## ACTIVITY
Please retype all of the data below, word for word.

## MATERIAL FOR THE TASK
---

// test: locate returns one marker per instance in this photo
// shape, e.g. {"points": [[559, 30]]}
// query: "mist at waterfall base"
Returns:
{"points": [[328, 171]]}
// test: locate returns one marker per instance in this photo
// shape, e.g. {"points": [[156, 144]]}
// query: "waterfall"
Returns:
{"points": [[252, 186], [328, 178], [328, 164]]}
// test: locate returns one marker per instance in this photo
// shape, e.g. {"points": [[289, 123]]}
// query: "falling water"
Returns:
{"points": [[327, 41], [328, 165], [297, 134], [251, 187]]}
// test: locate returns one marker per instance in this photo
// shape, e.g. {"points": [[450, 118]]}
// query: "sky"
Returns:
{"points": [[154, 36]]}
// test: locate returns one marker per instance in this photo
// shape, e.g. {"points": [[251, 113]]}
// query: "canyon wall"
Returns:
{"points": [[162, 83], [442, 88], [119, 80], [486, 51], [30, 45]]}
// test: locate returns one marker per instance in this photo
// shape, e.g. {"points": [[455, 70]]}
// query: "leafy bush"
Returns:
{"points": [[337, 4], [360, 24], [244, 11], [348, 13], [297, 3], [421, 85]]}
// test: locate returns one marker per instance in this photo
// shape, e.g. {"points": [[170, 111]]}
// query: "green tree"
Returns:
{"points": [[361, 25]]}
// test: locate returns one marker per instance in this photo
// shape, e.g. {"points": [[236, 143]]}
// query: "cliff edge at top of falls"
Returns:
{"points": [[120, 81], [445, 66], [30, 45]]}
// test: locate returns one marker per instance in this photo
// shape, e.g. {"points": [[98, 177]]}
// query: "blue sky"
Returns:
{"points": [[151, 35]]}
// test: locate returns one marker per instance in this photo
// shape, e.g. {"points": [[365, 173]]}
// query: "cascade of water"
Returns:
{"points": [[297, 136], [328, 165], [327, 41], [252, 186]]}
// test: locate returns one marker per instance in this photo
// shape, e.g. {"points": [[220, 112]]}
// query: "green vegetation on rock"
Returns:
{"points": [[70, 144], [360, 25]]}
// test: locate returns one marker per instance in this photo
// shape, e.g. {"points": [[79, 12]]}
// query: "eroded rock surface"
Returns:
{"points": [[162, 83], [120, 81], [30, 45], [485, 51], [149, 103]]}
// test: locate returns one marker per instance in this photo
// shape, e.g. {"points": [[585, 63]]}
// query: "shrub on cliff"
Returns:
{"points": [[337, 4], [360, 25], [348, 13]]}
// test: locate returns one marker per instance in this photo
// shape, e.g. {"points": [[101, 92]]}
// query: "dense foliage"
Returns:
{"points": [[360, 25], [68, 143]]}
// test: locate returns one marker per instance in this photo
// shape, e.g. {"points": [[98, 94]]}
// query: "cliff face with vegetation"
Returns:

---

## ANSWER TO THE EXERCISE
// test: locate returns one marker per instance in this photo
// shape, e.g. {"points": [[559, 30]]}
// query: "mist at waterfall base"
Returns:
{"points": [[328, 171]]}
// test: locate returns one marker per instance in this photo
// shape, e.g. {"points": [[156, 144]]}
// query: "waterfall"
Returns:
{"points": [[252, 186], [328, 178], [328, 164]]}
// test: locate returns one marker per instance in this photo
// shape, e.g. {"points": [[289, 123]]}
// query: "falling water"
Returns:
{"points": [[327, 41], [328, 165], [297, 134], [251, 187]]}
// test: locate returns one marker per instance in this photo
// shape, e.g. {"points": [[450, 118]]}
// query: "sky"
Returns:
{"points": [[154, 36]]}
// test: locate returns one marker per instance in this photo
// shape, e.g. {"points": [[251, 113]]}
// query: "canyon wall"
Returns:
{"points": [[162, 83], [442, 88], [119, 80], [486, 51], [30, 45]]}
// test: locate returns one marker per instance in this photo
// shape, e.g. {"points": [[455, 70]]}
// query: "leafy bush"
Returns:
{"points": [[337, 4], [360, 24], [244, 11], [348, 13], [297, 3], [421, 85]]}
// test: locate returns one marker per instance in this photo
// shape, e.g. {"points": [[170, 111]]}
// query: "green tree"
Returns:
{"points": [[361, 25]]}
// test: locate returns one marker per instance in this photo
// shape, e.g. {"points": [[236, 143]]}
// query: "cliff edge at top of falls"
Returns:
{"points": [[120, 81], [445, 66], [30, 45]]}
// test: locate returns one marker per instance in this photo
// shape, e.g. {"points": [[98, 177]]}
// query: "blue sky"
Returns:
{"points": [[151, 35]]}
// test: locate returns one marker per instance in this photo
// shape, e.g. {"points": [[365, 173]]}
// query: "cascade of water"
Returns:
{"points": [[297, 136], [328, 165], [327, 41], [252, 186]]}
// test: locate returns one marker per instance in this photo
// shape, e.g. {"points": [[220, 112]]}
// query: "green vegetation on rock"
Returns:
{"points": [[70, 144], [360, 25]]}
// test: locate returns one marker per instance in this photo
// shape, e.g. {"points": [[79, 12]]}
// query: "eroded rock surface"
Returns:
{"points": [[162, 83], [120, 81], [30, 45], [485, 51], [149, 103]]}
// test: locate returns one marker per instance in this photo
// shape, e.g. {"points": [[585, 63]]}
// query: "shrub on cliff"
Returns:
{"points": [[337, 4], [360, 25], [348, 13]]}
// test: locate returns one marker per instance in this photo
// shape, e.g. {"points": [[101, 92]]}
// query: "dense foliage"
Returns:
{"points": [[360, 25], [68, 143]]}
// test: locate returns one marker per instance in this photo
// shape, e.g. {"points": [[98, 94]]}
// query: "cliff face with vegetation"
Returns:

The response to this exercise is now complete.